● **EXTRACTED TEXT**
The complete playbook for AI-first companies doesn't exist yet. But clear patterns seem to be emerging.
It’s useful for AI-first employees to have the ability to unambiguously express what they want with a high degree of empathy, so as to effectively communicate with someone that might not have a lot of context. This is extremely useful for prompting models. It’s also useful for surfacing deep-seated differences between individuals, and to therefore gain more clarity on the nebulous purposes animating the team and the pattern in which it ought to be expressed. Cultivating this within an organization requires substantial amounts of psychological safety and trust. However, integrating these differences often leads to substantially improved problem-solving.
In the same vein, increasing an AI-first company’s headcount is a double-edged sword. Each additional head is a tax on the existing pattern of interactions between employees (i.e. its culture). However, if integrated properly, each additional head has the potential to substantially increase the complex problem-solving abilities of the organization. It’s likely easier for a company to remain AI-first with a deep bias towards automation.
The company’s most critical user journey should run through LLM inference. However, the core product need not be a chatbot. The most important touch points between the company and the user must be a strong function of the quality of the company’s underlying models. It’s not necessary for the company’s modeling to be vertically integrated. But the company should have deep expertise in constructing evaluations to steer whichever models it uses. Moreover, every incremental expansion of the core product’s scope should be downstream of some underlying set of models. Companies will increasingly face a shift from placing an emphasis on achieving individual milestones/outcomes to being driven by an underlying process of evolution.

● **PROBLEMS TO SOLVE**
A: Write out the part of the passage on AI-first companies starting at "In the same" and ending at "bias towards automation.".
B: According to the passage on AI-first companies, why is increasing an AI-first company's headcount a double-edged sword?
C: Proceed with the passage on AI-first companies from where it stops.

Records contained in a dataset:
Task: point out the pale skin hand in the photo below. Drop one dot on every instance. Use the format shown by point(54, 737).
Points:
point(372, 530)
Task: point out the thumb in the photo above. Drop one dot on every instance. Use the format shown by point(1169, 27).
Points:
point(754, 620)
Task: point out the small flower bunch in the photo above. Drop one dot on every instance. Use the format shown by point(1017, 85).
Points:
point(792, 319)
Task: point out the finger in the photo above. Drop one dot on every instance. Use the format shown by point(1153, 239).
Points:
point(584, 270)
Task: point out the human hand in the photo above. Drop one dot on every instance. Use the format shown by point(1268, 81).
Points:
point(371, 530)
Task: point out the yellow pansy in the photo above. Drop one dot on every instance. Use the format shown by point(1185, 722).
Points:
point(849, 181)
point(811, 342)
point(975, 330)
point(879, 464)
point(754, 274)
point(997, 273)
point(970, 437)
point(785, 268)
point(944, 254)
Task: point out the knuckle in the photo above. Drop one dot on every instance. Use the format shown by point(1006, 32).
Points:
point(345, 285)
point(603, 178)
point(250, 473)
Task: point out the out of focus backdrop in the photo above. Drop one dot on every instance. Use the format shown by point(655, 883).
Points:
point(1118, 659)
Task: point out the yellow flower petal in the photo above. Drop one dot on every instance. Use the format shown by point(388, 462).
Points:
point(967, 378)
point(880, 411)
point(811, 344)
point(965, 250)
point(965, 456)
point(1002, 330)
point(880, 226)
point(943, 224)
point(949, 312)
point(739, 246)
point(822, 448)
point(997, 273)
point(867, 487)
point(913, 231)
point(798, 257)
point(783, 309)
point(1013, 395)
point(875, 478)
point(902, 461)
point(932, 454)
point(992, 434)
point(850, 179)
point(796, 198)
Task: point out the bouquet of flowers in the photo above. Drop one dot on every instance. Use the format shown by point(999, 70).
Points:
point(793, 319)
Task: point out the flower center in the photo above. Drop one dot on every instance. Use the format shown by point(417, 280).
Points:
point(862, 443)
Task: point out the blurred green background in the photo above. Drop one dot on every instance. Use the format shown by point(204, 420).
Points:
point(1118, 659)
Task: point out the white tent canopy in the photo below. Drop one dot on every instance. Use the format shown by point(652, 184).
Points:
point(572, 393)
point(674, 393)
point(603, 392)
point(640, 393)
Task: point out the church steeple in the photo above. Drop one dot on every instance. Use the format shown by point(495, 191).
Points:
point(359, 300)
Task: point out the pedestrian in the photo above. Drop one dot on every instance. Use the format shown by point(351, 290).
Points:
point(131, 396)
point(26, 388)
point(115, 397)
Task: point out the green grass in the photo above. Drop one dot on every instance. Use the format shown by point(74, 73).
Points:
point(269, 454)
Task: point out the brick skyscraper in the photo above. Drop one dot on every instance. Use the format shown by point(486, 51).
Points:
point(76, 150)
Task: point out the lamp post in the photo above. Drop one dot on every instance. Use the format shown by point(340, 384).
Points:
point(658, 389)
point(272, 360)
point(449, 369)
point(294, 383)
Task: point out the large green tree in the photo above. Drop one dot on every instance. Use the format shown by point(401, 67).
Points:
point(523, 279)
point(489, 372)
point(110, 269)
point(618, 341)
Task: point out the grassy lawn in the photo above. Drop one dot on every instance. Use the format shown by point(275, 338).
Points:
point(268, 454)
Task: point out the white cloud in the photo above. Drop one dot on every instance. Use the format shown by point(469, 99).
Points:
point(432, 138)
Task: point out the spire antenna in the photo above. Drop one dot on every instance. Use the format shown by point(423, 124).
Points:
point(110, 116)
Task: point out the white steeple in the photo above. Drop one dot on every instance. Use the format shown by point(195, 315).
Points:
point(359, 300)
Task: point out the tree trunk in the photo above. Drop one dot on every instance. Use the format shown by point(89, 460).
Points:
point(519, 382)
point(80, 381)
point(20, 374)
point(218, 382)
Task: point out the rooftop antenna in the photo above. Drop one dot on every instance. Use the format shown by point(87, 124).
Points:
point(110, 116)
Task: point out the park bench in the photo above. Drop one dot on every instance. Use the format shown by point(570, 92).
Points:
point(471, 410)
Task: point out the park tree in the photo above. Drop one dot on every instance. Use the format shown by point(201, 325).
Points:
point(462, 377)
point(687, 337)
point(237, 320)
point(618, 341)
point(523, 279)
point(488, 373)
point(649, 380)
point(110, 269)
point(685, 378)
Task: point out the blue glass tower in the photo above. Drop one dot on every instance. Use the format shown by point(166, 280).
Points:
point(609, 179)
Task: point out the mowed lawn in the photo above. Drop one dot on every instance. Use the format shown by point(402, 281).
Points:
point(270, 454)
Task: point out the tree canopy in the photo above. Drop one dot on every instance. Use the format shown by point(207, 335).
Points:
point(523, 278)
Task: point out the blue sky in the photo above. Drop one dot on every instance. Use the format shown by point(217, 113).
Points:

● **RESPONSE LIST**
A:
In the same vein, increasing an AI-first company’s headcount is a double-edged sword. Each additional head is a tax on the existing pattern of interactions between employees (i.e. its culture). However, if integrated properly, each additional head has the potential to substantially increase the complex problem-solving abilities of the organization. It’s likely easier for a company to remain AI-first with a deep bias towards automation.

B: Each additional employee is a tax on the existing pattern of interactions between employees, which is the company's culture. Yet if integrated properly, each additional employee can substantially increase the organization's complex problem-solving abilities.

C:
Evals are the joint point between a company’s nebulous purposes and concretely instantiated patterns. As companies complexify, their evals will need to increasingly become communal artifacts with rituals for incremental improvement. For example, a company’s evals could be stored in GitHub with appropriate UIs for even non-technical members to inspect, comment on and suggest improvements. Every employee will need to increasingly internalize that they bear a piece of some collective responsibility in steering the behaviour of the company’s models. That is, to participate in an ongoing dialog with the company’s web of AI systems.
OSS developments like the LAMP stack led to the development of “full-stack engineers”. That is, generalists that could effectively move between different layers of the tech stack. It’s been common career advice to cultivate a T-shaped model of competency. That is, deep in one area and wide along other areas. Rather than “full-stack engineers” LLMs will facilitate the rise of “full-stack employees” which can span job roles like PM/SWE/UX rather than achieve effectiveness within a narrow role. A T-shaped metaphor still applies. But augmented by LLMs, the base of the T will be far wider and the depth of the stem will be far deeper.
Where do we go from here?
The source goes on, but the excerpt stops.